### Exercise brief
Look through the listing for the string "dress" and copy out every line that holds it.

### Records shown

---------------

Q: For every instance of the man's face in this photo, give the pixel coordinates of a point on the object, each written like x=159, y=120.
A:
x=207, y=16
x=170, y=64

---------------

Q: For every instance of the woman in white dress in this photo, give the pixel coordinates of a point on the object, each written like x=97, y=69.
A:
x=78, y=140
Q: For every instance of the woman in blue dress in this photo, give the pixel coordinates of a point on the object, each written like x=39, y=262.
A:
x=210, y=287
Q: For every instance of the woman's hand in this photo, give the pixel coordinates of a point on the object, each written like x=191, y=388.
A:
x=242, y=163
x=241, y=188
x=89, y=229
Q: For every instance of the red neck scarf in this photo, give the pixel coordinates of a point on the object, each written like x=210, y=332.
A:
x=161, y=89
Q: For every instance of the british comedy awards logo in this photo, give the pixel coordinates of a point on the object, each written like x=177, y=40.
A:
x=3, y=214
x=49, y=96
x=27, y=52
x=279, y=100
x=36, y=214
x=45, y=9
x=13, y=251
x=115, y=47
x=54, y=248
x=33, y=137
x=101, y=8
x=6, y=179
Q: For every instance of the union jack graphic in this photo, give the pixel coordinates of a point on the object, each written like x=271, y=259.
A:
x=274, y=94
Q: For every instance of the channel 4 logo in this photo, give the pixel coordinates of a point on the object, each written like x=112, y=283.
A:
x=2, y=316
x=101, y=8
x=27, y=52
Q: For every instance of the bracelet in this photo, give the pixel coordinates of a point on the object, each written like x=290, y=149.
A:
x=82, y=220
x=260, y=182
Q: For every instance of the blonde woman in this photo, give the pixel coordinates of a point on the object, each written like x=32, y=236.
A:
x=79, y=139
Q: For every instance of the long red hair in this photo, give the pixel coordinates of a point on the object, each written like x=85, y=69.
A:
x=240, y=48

---------------

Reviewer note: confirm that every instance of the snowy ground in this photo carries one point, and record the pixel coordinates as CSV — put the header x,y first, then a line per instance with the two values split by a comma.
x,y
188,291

---------------

### Answer
Q: For every instance of the woman in white dress in this photo, give the pixel coordinates of a point on the object, each written like x=97, y=69.
Q: For every instance of the woman in blue dress in this photo, give the pixel coordinates of a point on the object, each written like x=39, y=262.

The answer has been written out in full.